» **What the task requires**:
Rescale the part of the rows that opens with the line containing "target | human arm" and runs through the end of the rows. Write out every one of those lines again, requests included, and multiply each point coordinate in the answers by 0.45, rounding to a whole number with halves rounded up.
Start
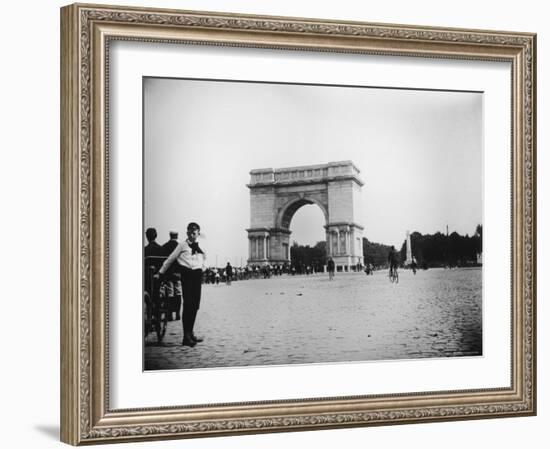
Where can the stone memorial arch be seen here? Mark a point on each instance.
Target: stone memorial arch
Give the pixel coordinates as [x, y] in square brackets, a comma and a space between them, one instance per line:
[276, 195]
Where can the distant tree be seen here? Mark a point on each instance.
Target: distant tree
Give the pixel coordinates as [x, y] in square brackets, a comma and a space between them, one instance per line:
[375, 253]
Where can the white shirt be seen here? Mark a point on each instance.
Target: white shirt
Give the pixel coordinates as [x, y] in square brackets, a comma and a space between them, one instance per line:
[185, 257]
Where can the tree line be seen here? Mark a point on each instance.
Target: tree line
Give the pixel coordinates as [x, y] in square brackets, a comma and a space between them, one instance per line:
[430, 250]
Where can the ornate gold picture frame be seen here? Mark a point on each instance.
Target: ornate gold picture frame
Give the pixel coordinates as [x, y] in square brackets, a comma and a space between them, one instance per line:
[87, 33]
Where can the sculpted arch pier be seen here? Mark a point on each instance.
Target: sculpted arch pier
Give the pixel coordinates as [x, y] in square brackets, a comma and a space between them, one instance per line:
[276, 195]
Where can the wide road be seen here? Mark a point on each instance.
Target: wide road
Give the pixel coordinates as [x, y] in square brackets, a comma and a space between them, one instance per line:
[309, 319]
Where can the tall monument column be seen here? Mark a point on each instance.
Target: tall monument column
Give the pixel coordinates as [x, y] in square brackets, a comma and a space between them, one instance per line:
[408, 260]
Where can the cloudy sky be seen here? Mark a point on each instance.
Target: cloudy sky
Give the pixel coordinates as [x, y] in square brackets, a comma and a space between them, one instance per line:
[420, 155]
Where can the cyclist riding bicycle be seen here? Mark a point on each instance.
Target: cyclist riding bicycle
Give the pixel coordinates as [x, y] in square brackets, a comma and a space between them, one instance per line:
[392, 260]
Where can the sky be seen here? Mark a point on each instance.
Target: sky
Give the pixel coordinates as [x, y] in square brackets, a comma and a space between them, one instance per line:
[420, 154]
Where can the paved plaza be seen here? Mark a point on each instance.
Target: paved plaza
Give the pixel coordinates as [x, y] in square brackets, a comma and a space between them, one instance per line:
[309, 319]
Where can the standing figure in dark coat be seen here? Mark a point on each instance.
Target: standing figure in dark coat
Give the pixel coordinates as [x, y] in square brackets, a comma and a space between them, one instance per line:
[330, 268]
[189, 260]
[152, 258]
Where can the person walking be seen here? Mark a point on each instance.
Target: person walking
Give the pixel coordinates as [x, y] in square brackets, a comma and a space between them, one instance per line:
[189, 261]
[330, 268]
[228, 273]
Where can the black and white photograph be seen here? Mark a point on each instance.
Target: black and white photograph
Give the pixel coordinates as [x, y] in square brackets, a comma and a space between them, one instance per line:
[306, 223]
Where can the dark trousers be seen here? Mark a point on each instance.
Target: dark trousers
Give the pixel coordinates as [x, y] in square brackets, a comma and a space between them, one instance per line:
[191, 281]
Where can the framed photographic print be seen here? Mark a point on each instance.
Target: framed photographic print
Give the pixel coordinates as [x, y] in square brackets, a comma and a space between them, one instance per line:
[279, 224]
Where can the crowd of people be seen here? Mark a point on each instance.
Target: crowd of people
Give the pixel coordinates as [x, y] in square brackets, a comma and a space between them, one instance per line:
[175, 272]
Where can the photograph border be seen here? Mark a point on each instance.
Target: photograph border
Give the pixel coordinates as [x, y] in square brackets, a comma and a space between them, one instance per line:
[86, 33]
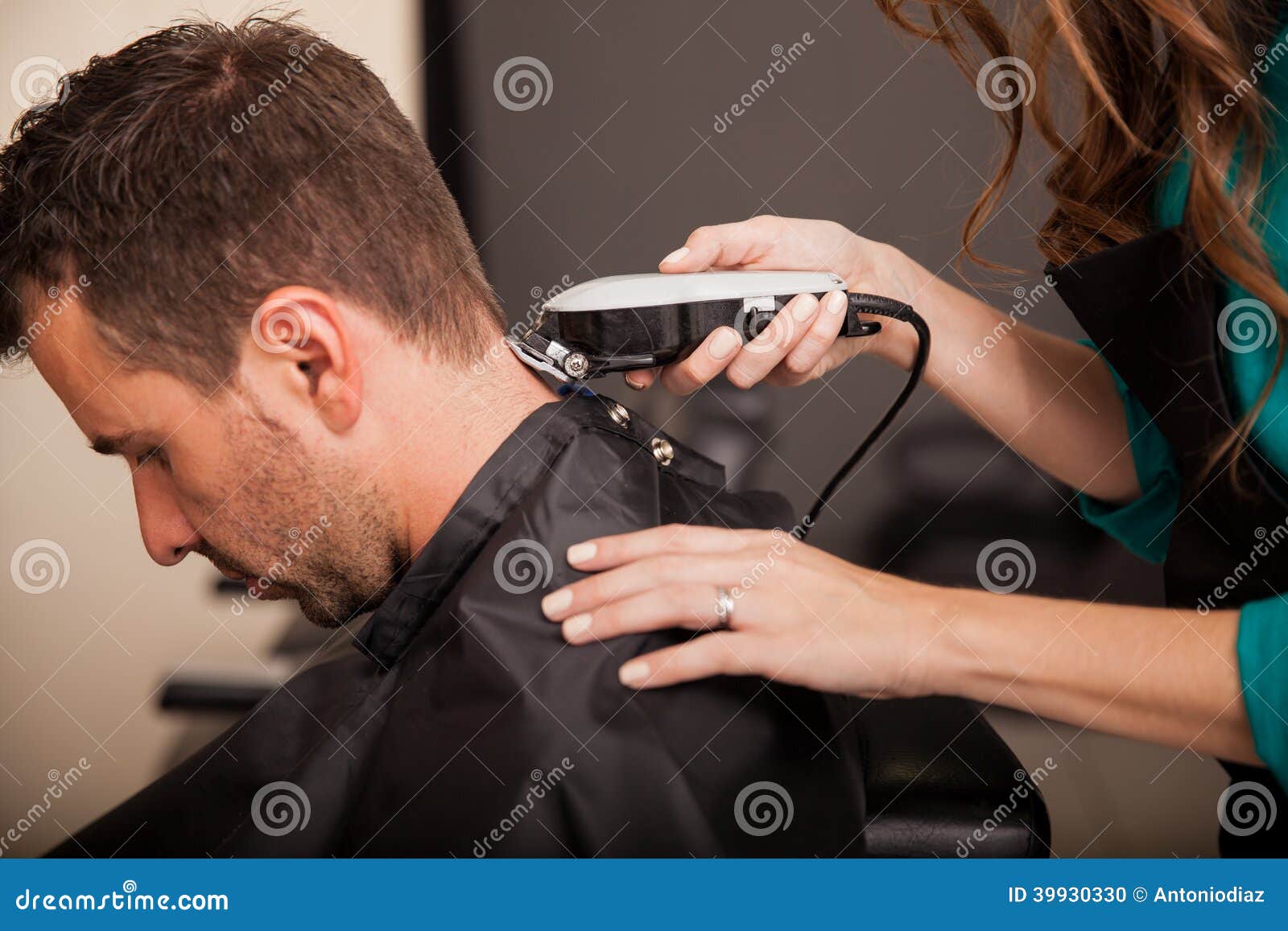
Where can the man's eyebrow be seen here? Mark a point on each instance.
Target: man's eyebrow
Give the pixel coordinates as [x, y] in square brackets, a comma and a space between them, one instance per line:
[113, 444]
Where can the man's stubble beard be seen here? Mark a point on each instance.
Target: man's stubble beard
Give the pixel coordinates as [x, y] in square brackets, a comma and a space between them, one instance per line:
[343, 559]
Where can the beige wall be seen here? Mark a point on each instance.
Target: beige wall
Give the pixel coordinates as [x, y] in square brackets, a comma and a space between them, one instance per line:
[81, 663]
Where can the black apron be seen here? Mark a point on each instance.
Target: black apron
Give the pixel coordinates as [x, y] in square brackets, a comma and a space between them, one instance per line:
[1150, 306]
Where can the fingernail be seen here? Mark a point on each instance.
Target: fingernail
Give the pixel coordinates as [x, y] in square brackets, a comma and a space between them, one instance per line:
[576, 626]
[724, 343]
[555, 602]
[633, 674]
[805, 308]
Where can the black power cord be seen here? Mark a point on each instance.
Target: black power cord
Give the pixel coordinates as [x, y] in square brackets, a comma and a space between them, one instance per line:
[903, 313]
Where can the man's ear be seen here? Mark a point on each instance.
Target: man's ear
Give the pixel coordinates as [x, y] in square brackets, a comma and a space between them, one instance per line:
[302, 351]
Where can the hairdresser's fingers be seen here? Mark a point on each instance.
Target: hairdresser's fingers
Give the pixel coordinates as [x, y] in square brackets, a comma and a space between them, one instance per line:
[693, 607]
[763, 354]
[605, 553]
[710, 654]
[815, 344]
[704, 364]
[729, 245]
[646, 575]
[641, 379]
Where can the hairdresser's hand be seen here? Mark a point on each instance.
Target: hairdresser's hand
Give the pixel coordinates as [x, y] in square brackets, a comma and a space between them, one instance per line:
[802, 343]
[800, 616]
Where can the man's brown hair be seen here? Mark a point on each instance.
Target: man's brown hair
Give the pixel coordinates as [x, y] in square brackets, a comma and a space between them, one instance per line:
[182, 179]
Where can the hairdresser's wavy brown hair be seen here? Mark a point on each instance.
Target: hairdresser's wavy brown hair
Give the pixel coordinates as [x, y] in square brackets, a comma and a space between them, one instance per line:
[1146, 77]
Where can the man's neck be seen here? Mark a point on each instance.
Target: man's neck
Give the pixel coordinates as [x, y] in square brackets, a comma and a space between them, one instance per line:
[465, 429]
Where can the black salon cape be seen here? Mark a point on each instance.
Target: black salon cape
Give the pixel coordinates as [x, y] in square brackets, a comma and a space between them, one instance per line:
[464, 725]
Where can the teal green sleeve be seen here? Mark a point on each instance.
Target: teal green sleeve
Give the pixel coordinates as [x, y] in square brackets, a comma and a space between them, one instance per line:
[1146, 525]
[1264, 669]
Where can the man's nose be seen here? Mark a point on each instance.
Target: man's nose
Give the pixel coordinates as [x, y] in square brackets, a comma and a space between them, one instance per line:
[167, 536]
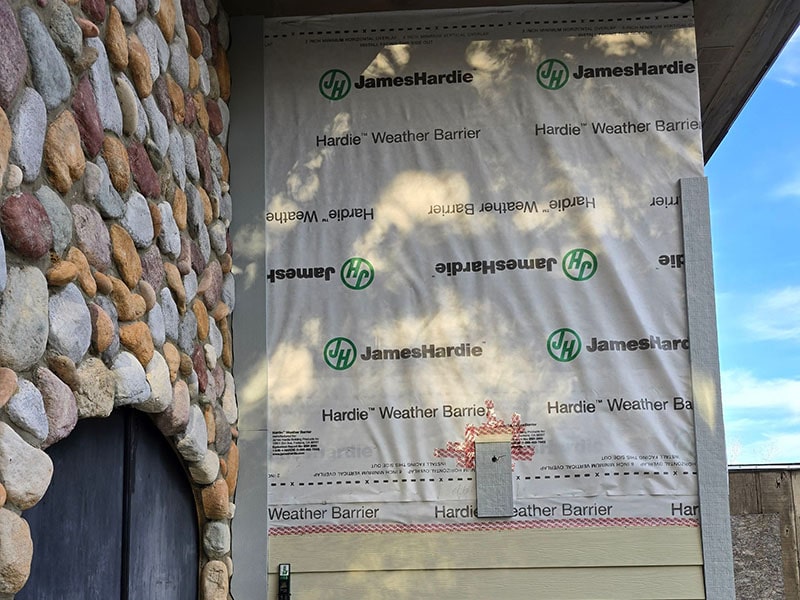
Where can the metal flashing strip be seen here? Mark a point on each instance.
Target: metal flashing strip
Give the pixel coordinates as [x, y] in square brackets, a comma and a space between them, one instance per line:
[712, 470]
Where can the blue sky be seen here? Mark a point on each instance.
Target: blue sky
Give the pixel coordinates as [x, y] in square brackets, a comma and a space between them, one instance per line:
[754, 180]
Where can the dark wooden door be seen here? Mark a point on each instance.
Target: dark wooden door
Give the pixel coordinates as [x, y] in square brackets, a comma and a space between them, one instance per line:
[119, 519]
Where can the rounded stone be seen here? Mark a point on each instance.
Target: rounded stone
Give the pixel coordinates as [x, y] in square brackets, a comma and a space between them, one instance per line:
[96, 389]
[59, 405]
[70, 323]
[26, 225]
[60, 218]
[23, 318]
[16, 551]
[49, 71]
[92, 236]
[26, 411]
[29, 124]
[24, 470]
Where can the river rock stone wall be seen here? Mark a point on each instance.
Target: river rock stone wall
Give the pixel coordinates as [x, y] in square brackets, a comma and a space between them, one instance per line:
[115, 258]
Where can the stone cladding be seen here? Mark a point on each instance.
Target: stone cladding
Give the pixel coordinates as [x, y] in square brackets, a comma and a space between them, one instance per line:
[115, 259]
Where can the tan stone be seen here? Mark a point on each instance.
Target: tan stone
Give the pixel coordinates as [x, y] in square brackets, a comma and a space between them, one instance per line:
[194, 73]
[166, 19]
[175, 283]
[8, 385]
[65, 370]
[173, 358]
[62, 273]
[85, 279]
[232, 475]
[116, 42]
[136, 337]
[102, 329]
[130, 306]
[139, 62]
[223, 74]
[216, 501]
[180, 208]
[5, 144]
[63, 154]
[16, 553]
[214, 581]
[176, 97]
[195, 43]
[187, 366]
[201, 312]
[155, 216]
[104, 284]
[202, 112]
[147, 292]
[116, 157]
[208, 211]
[123, 250]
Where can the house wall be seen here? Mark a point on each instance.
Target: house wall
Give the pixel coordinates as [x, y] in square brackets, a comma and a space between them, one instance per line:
[116, 281]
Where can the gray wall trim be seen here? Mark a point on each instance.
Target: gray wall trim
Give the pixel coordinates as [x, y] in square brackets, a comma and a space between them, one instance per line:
[712, 469]
[246, 150]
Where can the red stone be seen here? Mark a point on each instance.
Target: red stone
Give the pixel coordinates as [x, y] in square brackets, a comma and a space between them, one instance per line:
[84, 108]
[26, 226]
[143, 172]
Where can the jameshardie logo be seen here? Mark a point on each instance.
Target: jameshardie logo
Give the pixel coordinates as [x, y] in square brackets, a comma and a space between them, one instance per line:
[334, 84]
[552, 74]
[564, 345]
[340, 354]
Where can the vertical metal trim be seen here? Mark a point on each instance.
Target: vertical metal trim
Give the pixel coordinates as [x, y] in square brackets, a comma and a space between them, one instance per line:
[712, 464]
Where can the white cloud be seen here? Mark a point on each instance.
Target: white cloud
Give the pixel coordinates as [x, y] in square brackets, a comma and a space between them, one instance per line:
[762, 418]
[775, 315]
[787, 67]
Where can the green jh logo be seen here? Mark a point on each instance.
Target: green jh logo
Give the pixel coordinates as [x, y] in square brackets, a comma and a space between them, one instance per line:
[340, 354]
[564, 345]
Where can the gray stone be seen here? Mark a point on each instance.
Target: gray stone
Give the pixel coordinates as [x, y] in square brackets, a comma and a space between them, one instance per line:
[217, 233]
[25, 471]
[131, 382]
[49, 71]
[66, 32]
[104, 93]
[169, 238]
[171, 316]
[26, 411]
[229, 291]
[160, 385]
[193, 442]
[70, 323]
[215, 337]
[155, 321]
[205, 471]
[205, 80]
[229, 407]
[29, 125]
[23, 318]
[177, 157]
[190, 285]
[60, 218]
[157, 48]
[138, 221]
[96, 389]
[217, 539]
[59, 405]
[3, 266]
[107, 198]
[190, 156]
[127, 10]
[187, 332]
[158, 126]
[179, 63]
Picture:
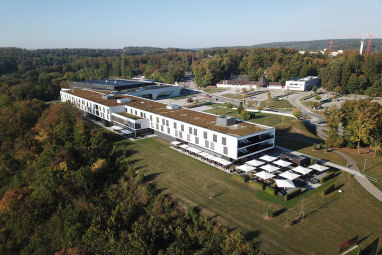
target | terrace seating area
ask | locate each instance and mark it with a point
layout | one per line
(283, 175)
(202, 155)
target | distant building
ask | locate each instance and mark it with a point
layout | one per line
(241, 83)
(302, 84)
(136, 87)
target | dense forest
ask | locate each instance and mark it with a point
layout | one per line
(67, 187)
(27, 74)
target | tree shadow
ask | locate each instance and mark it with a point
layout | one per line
(249, 236)
(279, 212)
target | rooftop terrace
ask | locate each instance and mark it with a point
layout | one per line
(189, 116)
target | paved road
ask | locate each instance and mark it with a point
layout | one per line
(315, 120)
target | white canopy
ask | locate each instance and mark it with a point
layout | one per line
(301, 170)
(255, 162)
(264, 175)
(268, 158)
(282, 163)
(284, 183)
(318, 167)
(269, 168)
(246, 168)
(116, 128)
(289, 175)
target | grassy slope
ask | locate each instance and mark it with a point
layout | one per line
(329, 221)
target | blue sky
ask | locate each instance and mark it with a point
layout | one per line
(184, 24)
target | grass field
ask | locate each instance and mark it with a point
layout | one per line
(328, 221)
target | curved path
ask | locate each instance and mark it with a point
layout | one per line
(316, 120)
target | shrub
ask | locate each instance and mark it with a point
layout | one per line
(256, 185)
(239, 178)
(293, 194)
(327, 177)
(270, 190)
(329, 190)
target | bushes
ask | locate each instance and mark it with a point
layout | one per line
(239, 178)
(271, 191)
(329, 190)
(293, 194)
(327, 177)
(256, 185)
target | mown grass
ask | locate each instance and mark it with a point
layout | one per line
(328, 220)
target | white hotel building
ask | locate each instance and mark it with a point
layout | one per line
(221, 136)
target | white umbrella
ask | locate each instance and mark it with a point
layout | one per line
(319, 167)
(282, 163)
(301, 170)
(268, 158)
(269, 168)
(264, 175)
(289, 175)
(284, 183)
(255, 162)
(246, 168)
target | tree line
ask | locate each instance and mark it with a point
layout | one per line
(67, 187)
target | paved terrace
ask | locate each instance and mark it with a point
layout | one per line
(200, 119)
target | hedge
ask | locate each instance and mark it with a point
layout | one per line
(327, 177)
(256, 185)
(238, 178)
(270, 190)
(293, 194)
(330, 189)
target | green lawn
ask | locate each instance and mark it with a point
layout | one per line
(328, 221)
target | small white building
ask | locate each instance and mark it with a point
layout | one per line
(302, 84)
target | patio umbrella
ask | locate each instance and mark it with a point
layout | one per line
(282, 163)
(268, 158)
(284, 183)
(289, 175)
(269, 168)
(301, 170)
(255, 162)
(319, 168)
(264, 175)
(246, 168)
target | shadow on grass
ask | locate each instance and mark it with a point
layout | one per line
(249, 236)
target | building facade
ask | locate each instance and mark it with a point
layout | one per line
(231, 139)
(302, 84)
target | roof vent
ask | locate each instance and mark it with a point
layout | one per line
(225, 121)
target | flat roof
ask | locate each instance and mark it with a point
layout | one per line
(200, 119)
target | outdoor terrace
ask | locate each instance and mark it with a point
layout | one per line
(192, 117)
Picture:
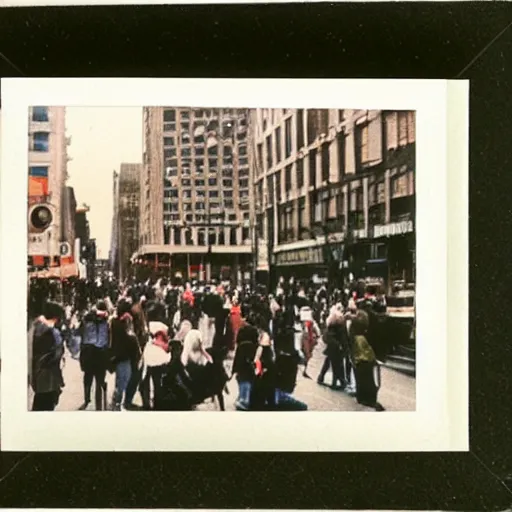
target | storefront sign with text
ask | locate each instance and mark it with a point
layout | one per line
(395, 228)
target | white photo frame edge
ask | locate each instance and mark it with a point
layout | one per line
(440, 421)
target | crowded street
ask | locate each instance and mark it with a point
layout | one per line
(398, 391)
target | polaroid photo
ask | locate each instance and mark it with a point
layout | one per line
(260, 259)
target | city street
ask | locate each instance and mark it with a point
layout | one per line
(397, 392)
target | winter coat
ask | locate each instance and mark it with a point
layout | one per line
(47, 352)
(95, 330)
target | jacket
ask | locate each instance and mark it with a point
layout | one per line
(47, 352)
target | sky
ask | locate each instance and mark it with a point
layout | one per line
(101, 139)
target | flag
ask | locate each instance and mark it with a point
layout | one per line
(39, 172)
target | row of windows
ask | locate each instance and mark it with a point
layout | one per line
(399, 130)
(203, 237)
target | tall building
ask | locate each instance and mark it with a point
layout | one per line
(114, 232)
(128, 216)
(47, 174)
(196, 193)
(335, 192)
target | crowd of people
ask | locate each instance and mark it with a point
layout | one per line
(170, 342)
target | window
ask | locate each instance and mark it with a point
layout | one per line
(325, 162)
(312, 168)
(260, 157)
(169, 116)
(40, 114)
(232, 236)
(302, 215)
(363, 144)
(177, 236)
(278, 145)
(411, 127)
(41, 142)
(288, 179)
(341, 154)
(391, 131)
(399, 186)
(402, 128)
(269, 152)
(381, 192)
(270, 189)
(300, 128)
(288, 137)
(278, 186)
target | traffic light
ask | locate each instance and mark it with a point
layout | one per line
(40, 218)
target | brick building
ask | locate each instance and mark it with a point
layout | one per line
(196, 192)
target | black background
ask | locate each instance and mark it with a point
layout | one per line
(407, 40)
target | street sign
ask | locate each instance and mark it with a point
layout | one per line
(65, 249)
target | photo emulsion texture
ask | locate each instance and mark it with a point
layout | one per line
(215, 259)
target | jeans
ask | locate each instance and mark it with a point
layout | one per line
(333, 359)
(285, 401)
(123, 376)
(244, 395)
(133, 385)
(153, 374)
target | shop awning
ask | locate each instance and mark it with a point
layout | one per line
(62, 272)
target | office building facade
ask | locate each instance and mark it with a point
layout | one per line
(128, 216)
(334, 192)
(196, 193)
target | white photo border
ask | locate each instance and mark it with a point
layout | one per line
(440, 422)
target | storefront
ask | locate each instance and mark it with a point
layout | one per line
(301, 264)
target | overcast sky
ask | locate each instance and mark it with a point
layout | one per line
(102, 139)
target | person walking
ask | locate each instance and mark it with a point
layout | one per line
(47, 353)
(365, 363)
(94, 352)
(124, 351)
(334, 340)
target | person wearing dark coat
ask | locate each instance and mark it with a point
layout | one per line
(336, 339)
(47, 352)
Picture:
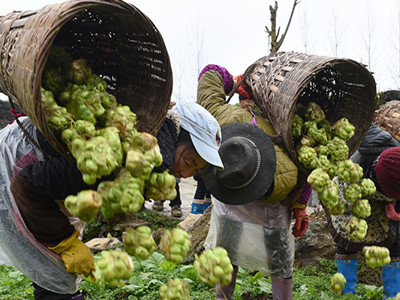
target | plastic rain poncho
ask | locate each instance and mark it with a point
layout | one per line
(18, 247)
(256, 236)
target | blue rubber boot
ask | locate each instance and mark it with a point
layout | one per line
(391, 279)
(207, 203)
(348, 267)
(197, 207)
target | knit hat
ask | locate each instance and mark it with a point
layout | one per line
(203, 128)
(387, 171)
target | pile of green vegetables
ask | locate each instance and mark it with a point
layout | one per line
(322, 148)
(102, 137)
(109, 151)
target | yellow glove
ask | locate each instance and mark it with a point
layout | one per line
(75, 255)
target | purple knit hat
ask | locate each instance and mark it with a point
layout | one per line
(387, 172)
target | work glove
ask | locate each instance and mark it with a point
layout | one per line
(241, 90)
(391, 212)
(75, 255)
(301, 223)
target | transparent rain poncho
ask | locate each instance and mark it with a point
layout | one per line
(256, 236)
(18, 247)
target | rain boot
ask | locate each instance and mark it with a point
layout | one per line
(226, 292)
(391, 279)
(197, 207)
(348, 268)
(281, 288)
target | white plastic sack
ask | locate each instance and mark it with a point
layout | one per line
(256, 236)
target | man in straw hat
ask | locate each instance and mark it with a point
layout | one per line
(379, 156)
(255, 194)
(38, 236)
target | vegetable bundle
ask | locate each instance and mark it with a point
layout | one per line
(102, 137)
(322, 148)
(139, 242)
(214, 267)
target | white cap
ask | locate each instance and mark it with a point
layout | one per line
(203, 128)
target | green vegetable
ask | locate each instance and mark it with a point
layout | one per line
(57, 117)
(368, 187)
(308, 157)
(349, 171)
(338, 209)
(338, 149)
(329, 196)
(124, 120)
(96, 159)
(213, 267)
(343, 129)
(318, 134)
(337, 283)
(352, 192)
(313, 112)
(113, 268)
(123, 194)
(357, 228)
(139, 242)
(318, 179)
(175, 289)
(376, 256)
(361, 208)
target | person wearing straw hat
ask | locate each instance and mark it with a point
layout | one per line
(256, 193)
(379, 156)
(38, 236)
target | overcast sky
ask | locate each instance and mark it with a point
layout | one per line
(232, 33)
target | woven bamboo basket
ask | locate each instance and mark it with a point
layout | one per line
(342, 87)
(387, 117)
(119, 42)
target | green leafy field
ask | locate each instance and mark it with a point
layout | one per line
(309, 283)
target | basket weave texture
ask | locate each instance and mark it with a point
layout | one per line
(118, 41)
(342, 87)
(388, 118)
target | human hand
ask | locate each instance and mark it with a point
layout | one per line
(240, 90)
(75, 255)
(301, 223)
(391, 212)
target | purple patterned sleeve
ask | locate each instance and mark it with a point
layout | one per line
(226, 76)
(305, 194)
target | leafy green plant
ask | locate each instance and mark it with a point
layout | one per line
(309, 283)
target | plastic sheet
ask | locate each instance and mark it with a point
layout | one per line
(256, 236)
(18, 247)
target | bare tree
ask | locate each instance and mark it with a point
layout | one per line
(368, 38)
(273, 33)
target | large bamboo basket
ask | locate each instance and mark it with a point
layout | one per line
(342, 87)
(387, 117)
(120, 43)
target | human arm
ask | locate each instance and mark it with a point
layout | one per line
(300, 213)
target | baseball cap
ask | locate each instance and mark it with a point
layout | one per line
(203, 128)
End
» **Exercise result**:
target | human arm
ask | locate each instance and mark it with a point
layout | one per line
(135, 96)
target | baseball cap
ask | locate each instance and mark it with a point
layout | one per line
(91, 58)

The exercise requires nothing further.